■ **Exercise objective**
The answer must restate the records below word for word.

**** Entries shown ****

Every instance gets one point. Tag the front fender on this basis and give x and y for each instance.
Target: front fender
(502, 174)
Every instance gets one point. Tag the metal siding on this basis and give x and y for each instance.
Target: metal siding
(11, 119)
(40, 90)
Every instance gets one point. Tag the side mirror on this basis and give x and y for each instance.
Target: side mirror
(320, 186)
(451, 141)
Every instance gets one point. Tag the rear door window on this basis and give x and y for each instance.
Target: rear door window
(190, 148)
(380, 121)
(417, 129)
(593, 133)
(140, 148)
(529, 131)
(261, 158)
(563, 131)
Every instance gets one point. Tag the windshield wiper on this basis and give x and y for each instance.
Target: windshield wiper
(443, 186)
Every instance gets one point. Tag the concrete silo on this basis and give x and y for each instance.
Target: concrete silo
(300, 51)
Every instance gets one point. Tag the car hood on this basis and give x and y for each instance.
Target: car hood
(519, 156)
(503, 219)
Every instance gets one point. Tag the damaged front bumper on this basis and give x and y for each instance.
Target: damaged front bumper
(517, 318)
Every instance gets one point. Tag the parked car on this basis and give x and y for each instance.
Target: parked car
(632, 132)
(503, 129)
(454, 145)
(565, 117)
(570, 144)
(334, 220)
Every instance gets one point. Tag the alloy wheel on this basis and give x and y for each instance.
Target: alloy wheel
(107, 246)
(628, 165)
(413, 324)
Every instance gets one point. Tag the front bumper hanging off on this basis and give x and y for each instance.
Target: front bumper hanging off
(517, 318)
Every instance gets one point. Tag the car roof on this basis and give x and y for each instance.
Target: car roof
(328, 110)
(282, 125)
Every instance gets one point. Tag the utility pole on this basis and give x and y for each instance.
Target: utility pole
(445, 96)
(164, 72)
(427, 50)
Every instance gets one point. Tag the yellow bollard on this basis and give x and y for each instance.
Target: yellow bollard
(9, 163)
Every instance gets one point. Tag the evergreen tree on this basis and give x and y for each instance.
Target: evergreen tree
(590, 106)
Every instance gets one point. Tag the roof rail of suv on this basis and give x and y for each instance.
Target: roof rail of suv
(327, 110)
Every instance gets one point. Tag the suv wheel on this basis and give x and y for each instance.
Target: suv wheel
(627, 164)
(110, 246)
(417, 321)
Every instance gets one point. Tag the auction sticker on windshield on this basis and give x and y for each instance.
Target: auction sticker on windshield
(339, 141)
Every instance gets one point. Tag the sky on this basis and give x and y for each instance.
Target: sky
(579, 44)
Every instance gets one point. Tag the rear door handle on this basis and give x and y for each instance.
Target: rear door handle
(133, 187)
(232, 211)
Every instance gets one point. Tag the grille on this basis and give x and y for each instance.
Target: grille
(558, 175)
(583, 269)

****

■ **Response to this task**
Every instance gets one point. Tag the front fender on this basis and give x and y for each instance.
Target: front fender
(502, 174)
Every instance gets one point. Tag the metal siding on this basis and give x and y for each instance.
Target: metal siding
(11, 119)
(40, 90)
Every instance gets one point. Tag the side mirror on this basis and give x and y for each instance.
Target: side mirror
(320, 186)
(451, 141)
Every instance gets one point. Tag the rear door window on this basis and give x and y for each instance.
Target: rear door window
(190, 148)
(380, 121)
(417, 129)
(593, 133)
(140, 148)
(529, 131)
(261, 158)
(563, 131)
Every instance gets one point. Tag the windshield wiper on this basis and give x and y for each instance.
Target: windshield wiper
(443, 186)
Every instance gets one point. Tag the concrete silo on this basis and give x and y for each instance.
Target: concrete silo
(300, 51)
Every instance gets one point. Tag the car hood on this basis and give x and y for each instance.
Target: car hood
(519, 156)
(503, 219)
Every instance gets one point. Tag the damaged front bumper on this basis and give x and y for each instance.
Target: damaged front bumper
(517, 318)
Every instance gets one point. Tag the parked car on this basis and give x and y for each instance.
Target: parked car
(632, 132)
(503, 129)
(454, 145)
(565, 117)
(570, 144)
(334, 220)
Every instance gets one point. Tag the alloy wheel on this basis and give x and y for each instance.
Target: alloy wheel
(107, 246)
(628, 165)
(413, 324)
Every instance gets one point. Tag the front bumper hanging off on this basis and give x and y for each instance.
Target: front bumper hanging off
(517, 318)
Every instance gets one point. Tag the car roof on this basis and give x and y for each instance.
Target: car roof
(328, 110)
(282, 125)
Every instance gets one point. Tag the utility pole on this basis and give x and y for each instance.
Target: utility pole
(445, 96)
(164, 72)
(427, 50)
Every instance gets one point. Tag the yellow bollard on this basis and give x and y for each instance.
Target: yellow bollard
(9, 163)
Every instance gets one point. Tag the evergreen tree on this basis and give x and y for each instance.
Target: evergreen tree
(590, 106)
Every instance gets one point. Tag the roof rail of suv on this basis and give x and y for each instance.
Target: roof rail of suv
(327, 110)
Every instance gets one point. Tag the suv wheel on this basis and give x and y for each instance.
Target: suv wheel
(627, 164)
(110, 246)
(417, 321)
Every instance gets one point. Tag the auction sticker on windshield on this basis and give x and y for each instance.
Target: auction sticker on windshield
(339, 141)
Every instance gets one point. Tag the sky on this basis and give x and y for each instance.
Target: sky
(579, 44)
Every instance gets one point. Tag the rear door handle on this basis and give x and y for each instance.
Target: rear door handle
(133, 187)
(232, 211)
Every instance gets one point. Tag the grille on this basis and give x and y for each instance.
Target: grille
(558, 175)
(583, 269)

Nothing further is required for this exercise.